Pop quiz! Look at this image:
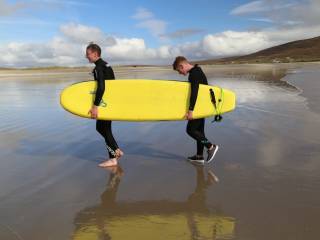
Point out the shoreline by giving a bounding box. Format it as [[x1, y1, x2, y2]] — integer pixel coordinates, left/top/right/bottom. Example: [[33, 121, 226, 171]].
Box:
[[0, 62, 320, 80]]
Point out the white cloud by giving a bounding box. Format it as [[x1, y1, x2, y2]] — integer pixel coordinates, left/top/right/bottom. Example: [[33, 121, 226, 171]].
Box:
[[0, 0, 320, 67], [136, 19, 167, 37], [231, 0, 297, 15], [60, 23, 106, 44], [0, 0, 26, 16], [132, 8, 167, 39], [132, 8, 153, 20], [231, 1, 266, 15]]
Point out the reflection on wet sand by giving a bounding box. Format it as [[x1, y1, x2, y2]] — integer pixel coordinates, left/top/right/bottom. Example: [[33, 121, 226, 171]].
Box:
[[73, 165, 235, 240]]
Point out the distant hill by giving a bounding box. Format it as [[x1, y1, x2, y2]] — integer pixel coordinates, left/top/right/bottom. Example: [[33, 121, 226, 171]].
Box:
[[197, 37, 320, 64]]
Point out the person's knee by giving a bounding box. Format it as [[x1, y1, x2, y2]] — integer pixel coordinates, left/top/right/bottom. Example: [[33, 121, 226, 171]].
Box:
[[96, 123, 103, 135], [186, 126, 194, 136]]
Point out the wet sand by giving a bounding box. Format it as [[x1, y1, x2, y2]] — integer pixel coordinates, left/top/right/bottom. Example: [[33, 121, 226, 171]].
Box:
[[0, 63, 320, 240]]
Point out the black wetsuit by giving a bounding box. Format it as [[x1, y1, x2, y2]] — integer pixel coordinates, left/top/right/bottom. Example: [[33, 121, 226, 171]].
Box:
[[187, 64, 212, 155], [92, 58, 118, 158]]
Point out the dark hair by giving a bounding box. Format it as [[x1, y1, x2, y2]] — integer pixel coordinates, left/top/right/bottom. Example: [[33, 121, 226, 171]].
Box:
[[172, 56, 188, 70], [87, 42, 101, 57]]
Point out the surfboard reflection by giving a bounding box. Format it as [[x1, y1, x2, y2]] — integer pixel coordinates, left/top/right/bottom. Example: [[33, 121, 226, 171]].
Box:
[[73, 166, 235, 240]]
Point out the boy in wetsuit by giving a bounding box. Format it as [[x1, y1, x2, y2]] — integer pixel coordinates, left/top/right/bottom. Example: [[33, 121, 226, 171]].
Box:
[[172, 56, 219, 163], [86, 43, 123, 167]]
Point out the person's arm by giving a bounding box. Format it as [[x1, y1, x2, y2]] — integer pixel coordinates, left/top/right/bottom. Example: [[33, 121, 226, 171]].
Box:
[[94, 68, 105, 106], [189, 72, 200, 111]]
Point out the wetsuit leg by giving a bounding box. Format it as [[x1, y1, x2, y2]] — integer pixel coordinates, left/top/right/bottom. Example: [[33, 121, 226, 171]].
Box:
[[96, 120, 119, 158], [187, 118, 212, 155]]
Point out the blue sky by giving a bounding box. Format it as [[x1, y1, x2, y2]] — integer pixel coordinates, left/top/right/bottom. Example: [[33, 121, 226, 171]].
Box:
[[0, 0, 320, 67]]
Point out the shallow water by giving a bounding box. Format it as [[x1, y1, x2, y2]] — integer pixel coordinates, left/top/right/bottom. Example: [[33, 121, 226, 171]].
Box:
[[0, 65, 320, 240]]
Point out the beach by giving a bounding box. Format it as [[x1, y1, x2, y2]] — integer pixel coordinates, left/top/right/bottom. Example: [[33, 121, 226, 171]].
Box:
[[0, 63, 320, 240]]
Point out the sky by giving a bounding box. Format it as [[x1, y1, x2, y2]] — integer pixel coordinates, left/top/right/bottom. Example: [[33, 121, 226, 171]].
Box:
[[0, 0, 320, 67]]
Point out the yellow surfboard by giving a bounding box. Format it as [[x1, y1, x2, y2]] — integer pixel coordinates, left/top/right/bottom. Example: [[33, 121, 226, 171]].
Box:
[[60, 79, 235, 121]]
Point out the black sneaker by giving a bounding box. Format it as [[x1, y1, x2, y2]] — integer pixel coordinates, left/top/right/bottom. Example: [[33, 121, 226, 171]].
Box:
[[206, 145, 219, 163], [188, 155, 204, 164]]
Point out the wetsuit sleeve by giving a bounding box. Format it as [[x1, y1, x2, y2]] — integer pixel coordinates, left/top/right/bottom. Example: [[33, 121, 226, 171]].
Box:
[[105, 67, 115, 79], [189, 71, 201, 111], [94, 68, 105, 106]]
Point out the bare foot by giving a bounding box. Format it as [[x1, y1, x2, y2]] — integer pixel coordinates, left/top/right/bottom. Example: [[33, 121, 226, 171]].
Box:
[[98, 158, 118, 168], [115, 148, 124, 160]]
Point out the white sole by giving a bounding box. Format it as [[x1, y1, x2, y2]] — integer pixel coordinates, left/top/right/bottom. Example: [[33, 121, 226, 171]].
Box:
[[207, 145, 219, 163], [187, 158, 204, 164]]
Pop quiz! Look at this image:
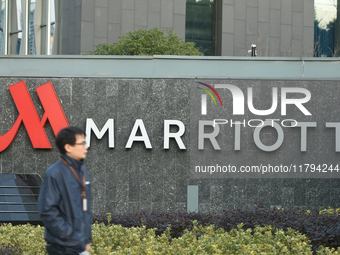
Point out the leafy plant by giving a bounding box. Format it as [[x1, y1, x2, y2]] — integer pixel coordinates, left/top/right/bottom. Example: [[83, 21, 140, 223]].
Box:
[[0, 243, 22, 255], [85, 28, 203, 56]]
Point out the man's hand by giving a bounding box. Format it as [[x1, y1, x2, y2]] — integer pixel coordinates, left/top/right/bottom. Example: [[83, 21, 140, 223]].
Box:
[[85, 243, 91, 251]]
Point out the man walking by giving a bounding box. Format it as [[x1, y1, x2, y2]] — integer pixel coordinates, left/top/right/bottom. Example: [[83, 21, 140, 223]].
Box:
[[38, 127, 92, 255]]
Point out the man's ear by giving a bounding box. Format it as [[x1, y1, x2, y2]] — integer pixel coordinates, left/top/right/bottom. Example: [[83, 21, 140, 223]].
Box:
[[64, 143, 72, 152]]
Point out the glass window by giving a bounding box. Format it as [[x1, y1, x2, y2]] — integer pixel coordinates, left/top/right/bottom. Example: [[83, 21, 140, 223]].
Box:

Problem to solve: Return the listing above word for word, with the pictures removed.

Written answer:
Pop quiz! Look at this image:
Point out the shoreline by giving a bounding box. Format it as [[x1, y1, x2, y2]] — integer pixel coordinates, left/top/right/bottom. Example: [[33, 121, 226, 171]].
Box:
[[0, 62, 320, 80]]
Point out the white cloud by giving a bounding box. Format it as [[x1, y1, x2, y2]] — integer pixel coordinates, left/top/right/bottom. Example: [[33, 121, 226, 171]].
Box:
[[0, 0, 320, 67], [136, 19, 167, 37], [231, 0, 297, 15], [60, 23, 106, 44], [0, 0, 26, 16], [132, 8, 167, 39], [132, 8, 153, 20], [231, 1, 266, 15]]
Point out the reflection on wet sand by giving a bounding box. Format it as [[x1, y1, x2, y2]] — integer pixel coordinates, left/top/right/bottom. Example: [[33, 121, 226, 171]].
Box:
[[73, 165, 235, 240]]
Point out the distant hill by giving a bounding box. Format it as [[x1, y1, x2, y2]] — integer pixel coordinates, left/top/right/bottom. Example: [[33, 121, 226, 171]].
Box:
[[197, 37, 320, 64]]
Point out the person's knee by giving a bounding box. Format it as [[x1, y1, x2, y2]] — integer pixel coordinates, left/top/right/bottom. Example: [[33, 121, 226, 171]].
Box:
[[96, 123, 103, 135], [186, 126, 194, 136]]
Point out the wet sand by giving a bounding box. Format it as [[x1, y1, x2, y2]] — integer pixel coordinates, left/top/right/bottom. Example: [[33, 121, 226, 171]].
Box:
[[0, 63, 320, 240]]
Point out the black wetsuit by giving a bounding box. Format it as [[x1, y1, x2, y2]] — integer pixel coordinates, left/top/right/bottom. Example: [[33, 121, 226, 171]].
Box:
[[187, 64, 212, 155], [92, 58, 118, 158]]
Point out the dark hair by giving a bounding box. Format it as [[x1, y1, x2, y2]] — integer pixel coordinates, left/top/right/bottom. Example: [[33, 121, 226, 171]].
Box:
[[172, 56, 188, 70], [87, 42, 101, 57]]
Point out the surfboard reflection by giving a bounding box. Format it as [[x1, y1, x2, y2]] — integer pixel coordinates, left/top/right/bottom. Example: [[33, 121, 226, 171]].
Box:
[[73, 166, 235, 240]]
Point out the boy in wetsuit by giving a bounding box. Format it as [[x1, y1, x2, y2]] — integer pixel coordinates, left/top/right/bottom. Example: [[33, 121, 226, 171]].
Box:
[[172, 56, 219, 163], [86, 43, 123, 167]]
Point out the person's arm by giving a bounding box. Format it as [[x1, y1, x2, y2]] — integer pixel coordinates, left/top/right/bottom. Example: [[33, 121, 226, 171]].
Box:
[[94, 68, 105, 106], [189, 72, 200, 111]]
Point out the wetsuit leg by giving a bounding box. Format it as [[x1, y1, x2, y2]] — integer pixel coordinates, left/top/right/bottom. Example: [[33, 121, 226, 171]].
Box:
[[96, 120, 119, 158], [187, 118, 212, 155]]
Point out the blue sky by giving a bounding box. Format it as [[x1, y1, x2, y2]] — integer pixel coordinates, left/top/right/bottom. Example: [[33, 121, 226, 171]].
Box:
[[0, 0, 320, 67]]
Point out the shallow water by giving a bounding box. Format it as [[x1, y1, x2, y2]] — integer pixel coordinates, left/top/right/bottom. Example: [[33, 121, 226, 171]].
Box:
[[0, 65, 320, 240]]
Point out the beach by giving a bounding box. Format it as [[x1, y1, x2, y2]] — integer pixel coordinates, left/top/right/bottom. Example: [[33, 121, 226, 171]].
Box:
[[0, 63, 320, 240]]
Point out the sky by giving a bounding box. Format it as [[x1, y1, x2, y2]] — integer pixel coordinates, left/top/right/bottom. Example: [[33, 121, 226, 171]].
Box:
[[0, 0, 320, 67]]
Point out the yellow surfboard by giving a bounding box. Format it as [[x1, y1, x2, y2]] — integer pixel coordinates, left/top/right/bottom. Example: [[33, 121, 226, 171]].
Box:
[[60, 79, 235, 121]]
Point out the black sneaker by giving a bounding box. Format it as [[x1, y1, x2, y2]] — integer pixel coordinates, left/top/right/bottom. Example: [[33, 121, 226, 171]].
Box:
[[206, 145, 219, 163], [188, 155, 204, 164]]
Point out the wetsuit sleeve by giving a bounding box. Format it as [[x1, y1, x2, y2]] — integer pixel coordinates, left/top/right/bottom. Example: [[33, 121, 226, 171]].
Box:
[[105, 67, 115, 79], [189, 71, 201, 111], [94, 68, 105, 106]]
Point out the bare foot by giving a bounding box. Format it as [[x1, y1, x2, y2]] — integer pixel coordinates, left/top/right/bottom. Example: [[33, 121, 226, 171]].
Box:
[[98, 158, 118, 168], [115, 148, 124, 160]]
Point out the white sole by giving a bounding box. Format it as [[x1, y1, x2, y2]] — integer pixel coordinates, left/top/right/bottom. Example: [[33, 121, 226, 171]].
Box:
[[207, 145, 219, 163], [187, 158, 204, 164]]
Pop quiz! Look at this image:
Point out the leafy plant by giving a bounding box. Format it as [[x1, y1, x2, y2]] — integer pixel coordinates, left/top/right/bottom. Example: [[83, 21, 140, 223]].
Box:
[[0, 243, 22, 255], [85, 28, 203, 56]]
Point out the man's hand by giving a bounding box. Format it as [[x1, y1, x2, y2]] — integer pixel coordinates, left/top/right/bottom. Example: [[83, 21, 140, 223]].
Box:
[[85, 243, 91, 251]]
Point out the man walking by giving a bounding box. Format it as [[x1, y1, x2, y2]] — integer pixel coordinates, left/top/right/bottom. Example: [[83, 21, 140, 223]].
Box:
[[38, 127, 92, 255]]
Point out the man's ear by giving a bounding box. Format it as [[x1, y1, x2, y2]] — integer pixel coordinates, left/top/right/bottom. Example: [[83, 21, 140, 223]].
Box:
[[64, 143, 72, 152]]
Point out the glass window by giving a bounding box. Format it as [[x1, y1, x2, y2]] — integer pixel coordinates, left/top/right/bottom. Example: [[83, 21, 140, 223]].
Box:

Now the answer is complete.